(What is being asked): Count how many lines in the items below contain the string "chair". Reply with the number only.

(Source material):
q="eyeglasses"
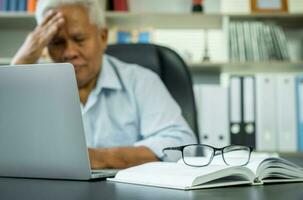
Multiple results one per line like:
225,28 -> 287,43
163,144 -> 253,167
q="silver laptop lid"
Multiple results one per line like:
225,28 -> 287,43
0,64 -> 91,180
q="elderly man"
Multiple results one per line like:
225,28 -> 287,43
12,0 -> 196,169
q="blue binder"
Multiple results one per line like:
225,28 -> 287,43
17,0 -> 27,12
296,75 -> 303,152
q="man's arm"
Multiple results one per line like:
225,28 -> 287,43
88,146 -> 159,169
11,10 -> 64,64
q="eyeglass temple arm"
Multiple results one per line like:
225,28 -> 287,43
162,147 -> 181,151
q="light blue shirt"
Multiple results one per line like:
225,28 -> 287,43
81,55 -> 196,159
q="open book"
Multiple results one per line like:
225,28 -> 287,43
108,154 -> 303,190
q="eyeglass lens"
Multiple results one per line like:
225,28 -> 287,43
183,145 -> 214,167
223,145 -> 250,166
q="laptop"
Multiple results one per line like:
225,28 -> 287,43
0,63 -> 117,180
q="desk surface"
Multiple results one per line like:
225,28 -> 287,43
0,156 -> 303,200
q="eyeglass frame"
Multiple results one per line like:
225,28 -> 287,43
162,144 -> 253,167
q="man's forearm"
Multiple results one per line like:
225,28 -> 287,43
88,146 -> 158,169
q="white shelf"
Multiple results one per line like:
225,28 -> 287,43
0,11 -> 303,29
188,61 -> 303,74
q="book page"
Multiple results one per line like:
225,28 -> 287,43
108,162 -> 248,189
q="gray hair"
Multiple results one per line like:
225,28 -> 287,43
36,0 -> 106,28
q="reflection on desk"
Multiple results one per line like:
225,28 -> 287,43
0,158 -> 303,200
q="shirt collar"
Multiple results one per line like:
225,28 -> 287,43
94,55 -> 122,93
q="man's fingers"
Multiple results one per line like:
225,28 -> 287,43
44,18 -> 64,43
41,10 -> 57,26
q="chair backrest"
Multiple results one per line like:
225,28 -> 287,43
106,44 -> 199,140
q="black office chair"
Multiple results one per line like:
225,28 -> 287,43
106,44 -> 199,140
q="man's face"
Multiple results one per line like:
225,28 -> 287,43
48,5 -> 107,89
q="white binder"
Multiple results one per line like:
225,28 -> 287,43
229,76 -> 243,144
277,75 -> 297,152
256,74 -> 277,151
194,84 -> 210,144
199,85 -> 230,147
243,76 -> 256,147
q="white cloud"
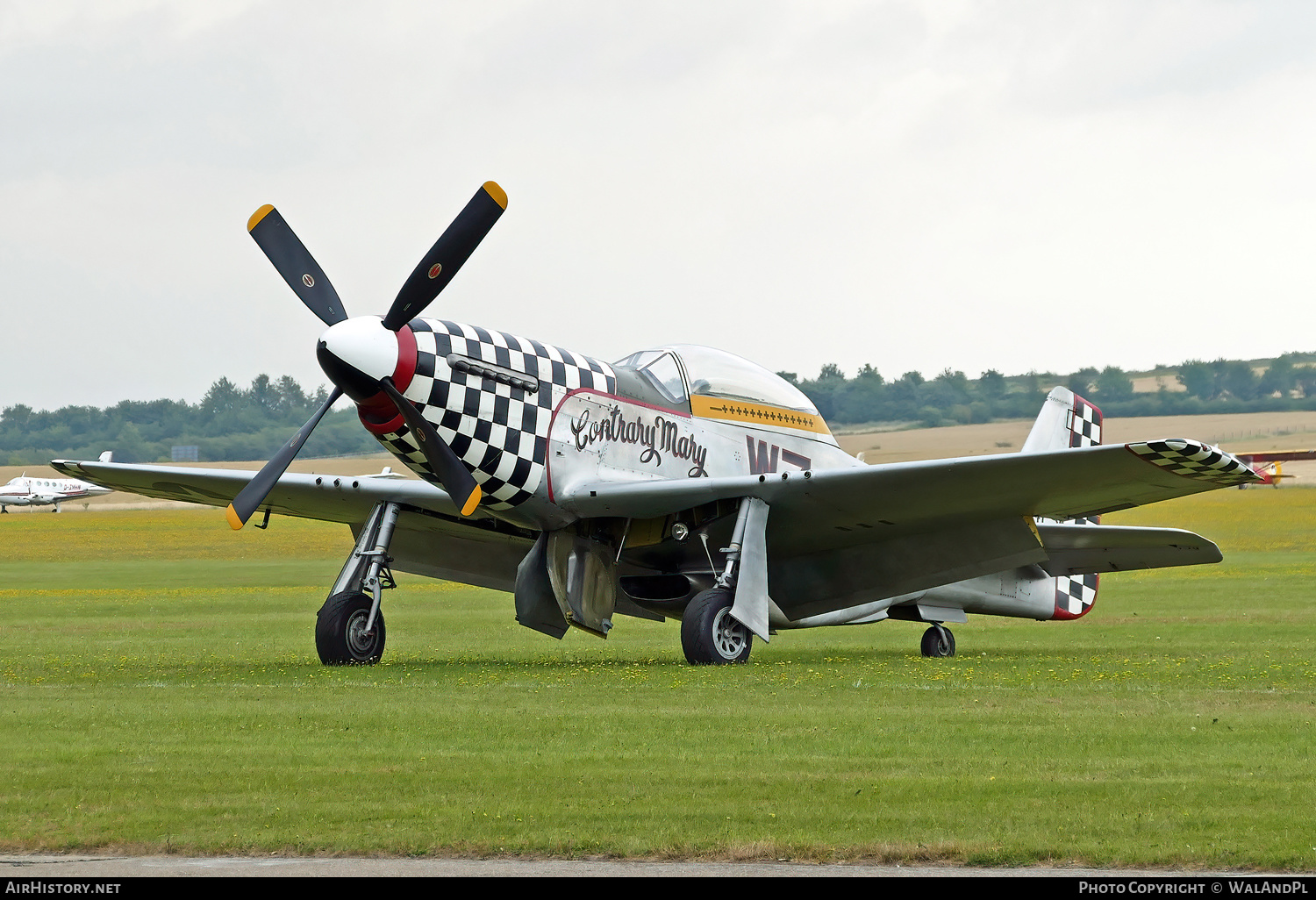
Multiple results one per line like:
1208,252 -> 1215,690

(The result): 2